## Selected passage
————
So did Sunrise lose its core mecha fanbase by doing a very different show in Love Live? Or was Love Live! a huge success for Sunrise, while its core mecha fanbase continued to show its support through Valvrave sales?


Quote:
And you're again ignoring that doing things outside your core area of expertise increases production time and cost, and so perceived risk.
I'm not ignoring this argument. I just think you're overstating it. If great action scenes are outside of KyoAni's core area of expertise then why did they try to shove in as many of them as possible into Chuunibyou? If sci-fi was outside of KyoAni's core area of expertise then why did they do the Disappearance movie?

As for "central progression of the animator's core skills", there's only so much progression that can be achieved from a narrow focus alone. At some point, that's been refined to the point of perfection or near-perfection, and I would say that Hyouka represents that. Once this point has been reached, I would argue that its generally more useful for the artist to branch out and try to master skills somewhat similar to these core skills, but skills that are also somewhat different.


Quote:
Because K-On is exactly like Hyouka is exactly like Free is exactly like Full Metal Panic: Fumoffu is exactly like FMP:TSR is exactly like Kanon is exactly like Chuunibyou is exactly like Munto is exactly like Air?
————
## Brief 1
Answer these questions about the anime discussion:
(a) Which show's sales are named as the way the core mecha fanbase continued to show its support for Sunrise?
(b) Which show does the writer say represents the refinement of core skills to perfection or near-perfection?
(c) Which KyoAni movie is raised as evidence against the claim that sci-fi falls outside the studio's core area of expertise?
## Brief 2
From the listing, copy the lines word for word, starting at the line that contains "Would you mind pointing at the windshield" and ending after the line that contains "column 605, row 170".
The listing that follows is unrelated to the anime discussion.

## Information supplied
————
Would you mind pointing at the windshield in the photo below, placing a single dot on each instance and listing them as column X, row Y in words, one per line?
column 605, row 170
————
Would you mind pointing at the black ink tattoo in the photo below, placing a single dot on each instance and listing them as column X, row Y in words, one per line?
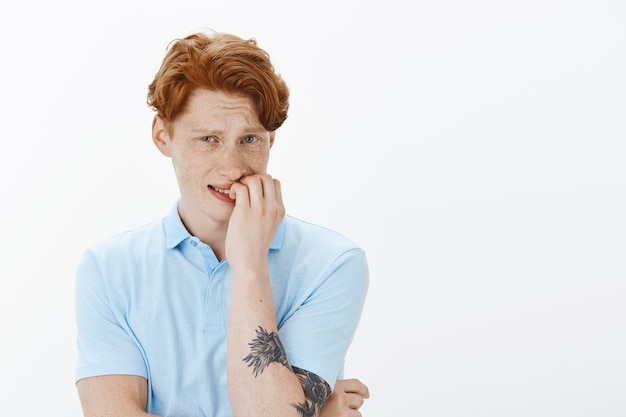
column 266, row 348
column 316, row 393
————
## Finished answer 1
(a) Valvrave
(b) Hyouka
(c) The Disappearance movie

## Finished answer 2
Would you mind pointing at the windshield in the photo below, placing a single dot on each instance and listing them as column X, row Y in words, one per line?
column 605, row 170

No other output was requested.